Consigne: Dans le texte sur handicap et sexualité, expliquez en une à trois phrases pourquoi, selon Roger SALBREUX, la dépendance crée un climat incestuel.

Texte à lire:
********
De plus cela vient faire écho à la sexualité faute et il n’est pas question qu’il puisse y avoir transmission, il n’est pas question que le handicapé puisse avoir une sexualité.

Il y a plus de vingt ans Alain GIAMI a écrit « L’ANGE ET LA BETE » sur les représentations de la sexualité des handicapés mentaux chez les parents et les éducateurs.

Michel FOUCAULT dans son séminaire de 1974-1975 montre comment la famille des « Anormaux » (ancêtres des handicapés mentaux) s’est constituée à partir de la figure des :

- monstre humain exception de la nature

- individu à corriger, d’où la création des maisons de redressement

- onaniste, la sexualité infantile est une matière à éduquer, la sexualité infantile est source de maladie (et les parents sont responsables s’ils n’ont pas assuré cette éducation).

C’est ainsi que naît un modèle bipolaire de la représentation de sexualité des handicapés mentaux :

- soit ils sont des « anges » et ils n’ont pas d’activité sexuelle

- soit ils sont des « bêtes » et leurs sexualité n’est contrôlable ni par eux, ni par leur entourage.

Handicap et Sexualité

Le sujet handicap et sexualité est souvent traité sous l’angle du regard extérieur. Par exemple, on a vu ce que pouvait en dire la loi ou ce qu’en pensaient parents ou éducateurs.

Mais quelle est la sexualité du handicapé ?

Le handicapé qui a des difficultés dans son schéma corporel connaît aussi ces difficultés dans l’exercice de sa sexualité. Les fixations sur les théories sexuelles infantiles sont fréquentes : fécondation par baiser sur la bouche ou accouchement par le nombril par exemple (enfin on pensera aussi à toutes les difficultés physiques que peut induire un handicap physique).

Toute personne a une libido, des pulsions, qui vont s’exprimer en fonction de la « maturation » du schéma de l’organisation sexuelle et de la capacité à

structurer une relation à l’autre. On peut imaginer un autre fusionnel d’une relation qui serait toujours infantile précoce où un autre pas vraiment constitué d’une relation psychotisée ou des relations marquées par des modes de cicatrisation névrotique avec autoculpabilité surmoïque ou quête sexuelle ouverte.

C’est ainsi que semble se décrire en institution :

- des manifestations affectives : se donner la main, se faire des bisous, c’est mon copain, c’est ma copine…

- les pratiques sexuelles seraient surtout autocentrées avec la masturbation (et chez certains polyhandicapés recherche de contact « sexualité de sensation »)

- la vie sexuelle « partagée » n’est pas la plus fréquente (et plutôt pour les handicaps moins importants) parfois hétérosexuelle, parfois homosexuelle, parfois multipartenaire.

- la mise en couple est encore moins fréquente,

- parfois comportements sexuels « malsains » : prostitution, auto ou hétéro-agressivité…

Le pédopsychiatre Roger SALBREUX dit même que la dépendance crée un climat incestuel « avatar de la séduction narcissique de la mère par son enfant, lequel , en restant éternellement petit, par la suite de son handicap et de ses faiblesses, ne peut plus provoquer la distanciation nécessaire et habituelle à l’éducation de tout enfant ». L’handicapé reste un éternel enfant et on ne sait plus bien où sont les rôles de la mère et de l’amante par exemple.
********
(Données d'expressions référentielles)

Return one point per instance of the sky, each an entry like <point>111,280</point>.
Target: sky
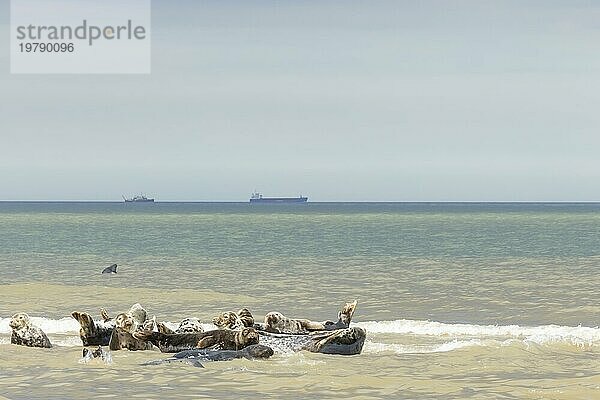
<point>336,100</point>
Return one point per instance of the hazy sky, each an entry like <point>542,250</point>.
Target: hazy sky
<point>337,100</point>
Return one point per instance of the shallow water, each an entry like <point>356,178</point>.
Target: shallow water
<point>459,300</point>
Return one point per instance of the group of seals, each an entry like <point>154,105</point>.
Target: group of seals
<point>220,338</point>
<point>238,330</point>
<point>237,336</point>
<point>24,333</point>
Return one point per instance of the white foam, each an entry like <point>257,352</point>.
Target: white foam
<point>544,334</point>
<point>375,347</point>
<point>49,326</point>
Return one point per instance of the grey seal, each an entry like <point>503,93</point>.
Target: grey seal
<point>24,333</point>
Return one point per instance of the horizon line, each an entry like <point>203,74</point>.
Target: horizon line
<point>325,202</point>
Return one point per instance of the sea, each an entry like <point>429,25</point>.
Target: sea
<point>459,300</point>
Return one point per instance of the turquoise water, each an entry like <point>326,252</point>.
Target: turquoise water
<point>443,261</point>
<point>459,301</point>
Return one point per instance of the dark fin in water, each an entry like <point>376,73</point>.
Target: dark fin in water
<point>110,270</point>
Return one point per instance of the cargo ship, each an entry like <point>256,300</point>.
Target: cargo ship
<point>258,198</point>
<point>138,199</point>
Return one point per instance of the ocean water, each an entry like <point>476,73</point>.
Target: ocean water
<point>460,301</point>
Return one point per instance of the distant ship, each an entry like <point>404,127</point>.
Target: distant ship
<point>138,199</point>
<point>258,198</point>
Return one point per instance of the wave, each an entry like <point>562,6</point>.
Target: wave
<point>544,334</point>
<point>376,347</point>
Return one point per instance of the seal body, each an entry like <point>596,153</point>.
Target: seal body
<point>189,325</point>
<point>228,320</point>
<point>94,333</point>
<point>223,339</point>
<point>276,322</point>
<point>126,324</point>
<point>348,341</point>
<point>24,333</point>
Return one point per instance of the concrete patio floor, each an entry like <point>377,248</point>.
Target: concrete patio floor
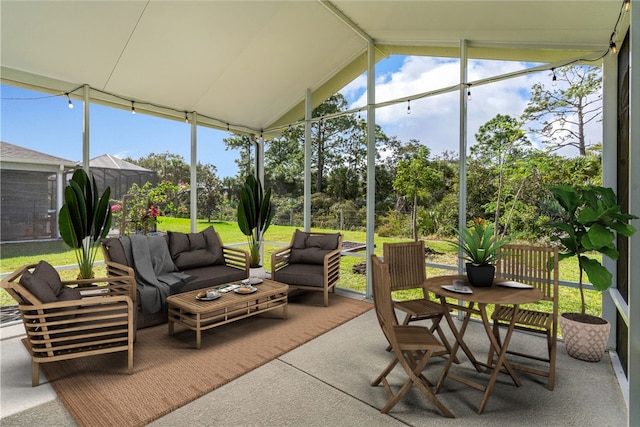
<point>326,382</point>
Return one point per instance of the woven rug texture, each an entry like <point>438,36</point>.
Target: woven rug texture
<point>169,372</point>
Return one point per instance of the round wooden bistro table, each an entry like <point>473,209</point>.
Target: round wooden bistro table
<point>466,301</point>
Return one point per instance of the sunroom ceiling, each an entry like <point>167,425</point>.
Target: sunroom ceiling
<point>249,63</point>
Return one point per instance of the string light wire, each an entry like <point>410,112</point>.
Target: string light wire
<point>625,7</point>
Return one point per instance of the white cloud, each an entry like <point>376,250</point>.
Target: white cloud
<point>435,120</point>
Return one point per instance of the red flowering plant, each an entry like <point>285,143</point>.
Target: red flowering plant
<point>148,219</point>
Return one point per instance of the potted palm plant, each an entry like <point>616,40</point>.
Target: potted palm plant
<point>84,219</point>
<point>255,212</point>
<point>479,244</point>
<point>590,218</point>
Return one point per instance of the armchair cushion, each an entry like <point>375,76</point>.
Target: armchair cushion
<point>44,283</point>
<point>302,274</point>
<point>311,249</point>
<point>326,242</point>
<point>38,287</point>
<point>69,294</point>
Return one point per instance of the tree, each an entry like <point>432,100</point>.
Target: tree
<point>500,142</point>
<point>244,144</point>
<point>169,167</point>
<point>565,110</point>
<point>416,178</point>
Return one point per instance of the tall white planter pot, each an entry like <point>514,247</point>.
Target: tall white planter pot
<point>585,341</point>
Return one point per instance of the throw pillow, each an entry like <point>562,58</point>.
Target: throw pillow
<point>308,256</point>
<point>46,272</point>
<point>178,243</point>
<point>300,239</point>
<point>325,241</point>
<point>69,294</point>
<point>196,241</point>
<point>38,287</point>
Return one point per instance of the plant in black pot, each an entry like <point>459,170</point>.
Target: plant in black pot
<point>587,225</point>
<point>84,219</point>
<point>479,244</point>
<point>255,212</point>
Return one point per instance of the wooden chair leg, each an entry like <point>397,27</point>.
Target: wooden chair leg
<point>35,374</point>
<point>552,343</point>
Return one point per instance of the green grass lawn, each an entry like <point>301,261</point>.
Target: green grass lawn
<point>14,255</point>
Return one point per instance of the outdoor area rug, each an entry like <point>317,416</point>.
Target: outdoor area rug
<point>169,372</point>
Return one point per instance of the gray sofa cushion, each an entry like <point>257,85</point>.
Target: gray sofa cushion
<point>300,239</point>
<point>301,274</point>
<point>195,250</point>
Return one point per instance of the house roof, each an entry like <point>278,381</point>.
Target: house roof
<point>247,65</point>
<point>107,161</point>
<point>15,154</point>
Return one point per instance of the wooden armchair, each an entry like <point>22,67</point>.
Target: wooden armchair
<point>406,263</point>
<point>64,321</point>
<point>311,262</point>
<point>530,265</point>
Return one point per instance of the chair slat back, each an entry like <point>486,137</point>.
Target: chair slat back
<point>530,265</point>
<point>382,299</point>
<point>406,264</point>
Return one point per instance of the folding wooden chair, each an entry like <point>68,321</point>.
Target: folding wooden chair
<point>413,346</point>
<point>406,271</point>
<point>531,265</point>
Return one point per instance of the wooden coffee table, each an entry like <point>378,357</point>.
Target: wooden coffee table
<point>186,310</point>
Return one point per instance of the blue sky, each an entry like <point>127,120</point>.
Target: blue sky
<point>45,123</point>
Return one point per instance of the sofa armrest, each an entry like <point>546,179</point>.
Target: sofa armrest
<point>237,258</point>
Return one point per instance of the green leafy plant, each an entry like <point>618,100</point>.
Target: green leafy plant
<point>255,212</point>
<point>84,219</point>
<point>479,242</point>
<point>591,215</point>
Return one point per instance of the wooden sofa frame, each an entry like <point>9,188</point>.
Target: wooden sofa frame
<point>102,321</point>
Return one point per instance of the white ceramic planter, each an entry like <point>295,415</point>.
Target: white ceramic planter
<point>585,341</point>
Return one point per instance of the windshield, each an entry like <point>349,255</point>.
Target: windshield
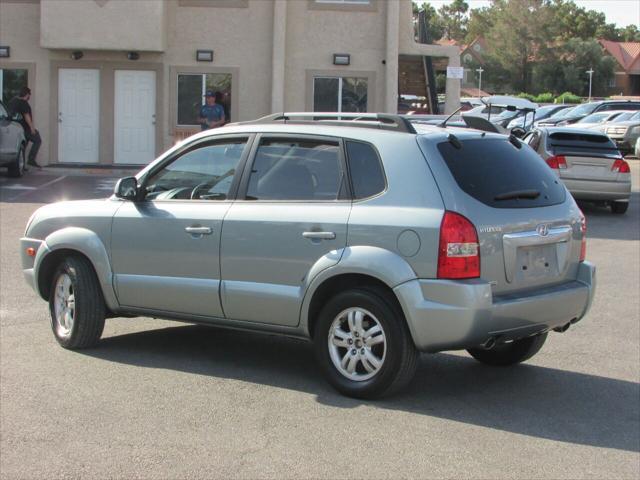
<point>595,118</point>
<point>584,109</point>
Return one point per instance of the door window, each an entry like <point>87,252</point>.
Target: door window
<point>286,169</point>
<point>204,173</point>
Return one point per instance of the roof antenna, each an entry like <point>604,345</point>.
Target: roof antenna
<point>444,124</point>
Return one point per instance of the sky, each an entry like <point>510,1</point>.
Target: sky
<point>620,12</point>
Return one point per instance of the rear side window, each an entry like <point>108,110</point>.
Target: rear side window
<point>291,169</point>
<point>367,177</point>
<point>496,173</point>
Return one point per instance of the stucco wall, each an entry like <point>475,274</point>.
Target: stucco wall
<point>103,25</point>
<point>314,35</point>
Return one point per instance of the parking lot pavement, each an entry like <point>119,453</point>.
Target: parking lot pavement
<point>166,400</point>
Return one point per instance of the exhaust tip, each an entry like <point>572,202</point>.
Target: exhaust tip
<point>563,328</point>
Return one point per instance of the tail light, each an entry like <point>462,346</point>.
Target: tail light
<point>620,166</point>
<point>459,251</point>
<point>557,162</point>
<point>583,231</point>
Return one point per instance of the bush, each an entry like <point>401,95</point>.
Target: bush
<point>528,96</point>
<point>568,97</point>
<point>544,98</point>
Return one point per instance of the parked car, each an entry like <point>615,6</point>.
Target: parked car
<point>625,133</point>
<point>12,144</point>
<point>541,113</point>
<point>588,163</point>
<point>371,237</point>
<point>596,120</point>
<point>585,109</point>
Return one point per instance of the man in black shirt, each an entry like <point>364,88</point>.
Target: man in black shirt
<point>20,104</point>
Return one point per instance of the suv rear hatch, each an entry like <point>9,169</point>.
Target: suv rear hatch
<point>585,156</point>
<point>528,225</point>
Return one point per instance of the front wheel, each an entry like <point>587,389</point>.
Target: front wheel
<point>619,207</point>
<point>76,304</point>
<point>363,344</point>
<point>17,168</point>
<point>506,354</point>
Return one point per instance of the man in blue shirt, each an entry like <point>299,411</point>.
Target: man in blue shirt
<point>211,114</point>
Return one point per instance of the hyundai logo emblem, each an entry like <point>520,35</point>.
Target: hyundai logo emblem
<point>543,229</point>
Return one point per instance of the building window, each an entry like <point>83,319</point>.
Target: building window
<point>191,91</point>
<point>11,81</point>
<point>339,94</point>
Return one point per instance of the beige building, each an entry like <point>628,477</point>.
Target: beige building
<point>116,82</point>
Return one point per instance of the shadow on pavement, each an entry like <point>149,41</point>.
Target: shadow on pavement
<point>528,400</point>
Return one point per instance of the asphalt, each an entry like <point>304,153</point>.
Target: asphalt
<point>159,399</point>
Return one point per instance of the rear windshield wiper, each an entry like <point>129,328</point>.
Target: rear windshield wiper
<point>528,194</point>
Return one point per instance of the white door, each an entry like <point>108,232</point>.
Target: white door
<point>135,116</point>
<point>78,115</point>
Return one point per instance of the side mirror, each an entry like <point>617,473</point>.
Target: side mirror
<point>126,188</point>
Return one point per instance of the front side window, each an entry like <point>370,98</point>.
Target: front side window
<point>204,173</point>
<point>339,94</point>
<point>192,88</point>
<point>12,80</point>
<point>286,169</point>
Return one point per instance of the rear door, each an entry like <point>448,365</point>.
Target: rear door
<point>527,223</point>
<point>291,212</point>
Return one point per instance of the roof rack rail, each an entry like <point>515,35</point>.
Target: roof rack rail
<point>383,121</point>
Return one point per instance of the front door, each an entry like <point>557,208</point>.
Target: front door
<point>294,214</point>
<point>135,116</point>
<point>78,115</point>
<point>165,248</point>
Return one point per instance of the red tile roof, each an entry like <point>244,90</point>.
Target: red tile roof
<point>627,54</point>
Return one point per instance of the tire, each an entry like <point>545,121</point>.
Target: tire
<point>619,207</point>
<point>380,367</point>
<point>16,169</point>
<point>510,353</point>
<point>76,304</point>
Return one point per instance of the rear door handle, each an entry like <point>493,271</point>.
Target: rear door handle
<point>319,235</point>
<point>198,230</point>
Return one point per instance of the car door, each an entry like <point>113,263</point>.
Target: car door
<point>165,248</point>
<point>291,212</point>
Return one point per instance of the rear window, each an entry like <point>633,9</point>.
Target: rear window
<point>578,142</point>
<point>496,173</point>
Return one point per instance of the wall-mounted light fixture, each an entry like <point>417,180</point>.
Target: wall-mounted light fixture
<point>204,55</point>
<point>341,59</point>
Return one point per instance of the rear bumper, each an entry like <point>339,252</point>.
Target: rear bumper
<point>453,315</point>
<point>598,190</point>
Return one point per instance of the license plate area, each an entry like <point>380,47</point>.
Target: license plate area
<point>536,263</point>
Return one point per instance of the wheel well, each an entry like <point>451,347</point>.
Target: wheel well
<point>341,283</point>
<point>49,265</point>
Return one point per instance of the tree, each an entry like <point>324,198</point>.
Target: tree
<point>519,38</point>
<point>454,19</point>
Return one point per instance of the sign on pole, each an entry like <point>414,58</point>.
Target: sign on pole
<point>455,72</point>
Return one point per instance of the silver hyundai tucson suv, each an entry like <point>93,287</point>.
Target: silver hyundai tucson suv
<point>371,237</point>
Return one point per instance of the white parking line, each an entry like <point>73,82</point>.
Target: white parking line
<point>31,189</point>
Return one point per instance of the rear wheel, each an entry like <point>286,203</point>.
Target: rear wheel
<point>511,353</point>
<point>363,344</point>
<point>76,304</point>
<point>16,169</point>
<point>619,207</point>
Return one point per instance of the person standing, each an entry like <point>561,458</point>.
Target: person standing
<point>20,104</point>
<point>211,114</point>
********
Réponse proposée: Selon Roger SALBREUX, l'enfant handicapé reste éternellement petit à cause de son handicap et de ses faiblesses. Il ne peut donc plus provoquer la distanciation nécessaire et habituelle à l'éducation de tout enfant, ce qui fait de ce climat un « avatar de la séduction narcissique de la mère par son enfant ». Le handicapé demeure ainsi un éternel enfant, et l'on ne sait plus bien où sont les rôles de la mère et de l'amante.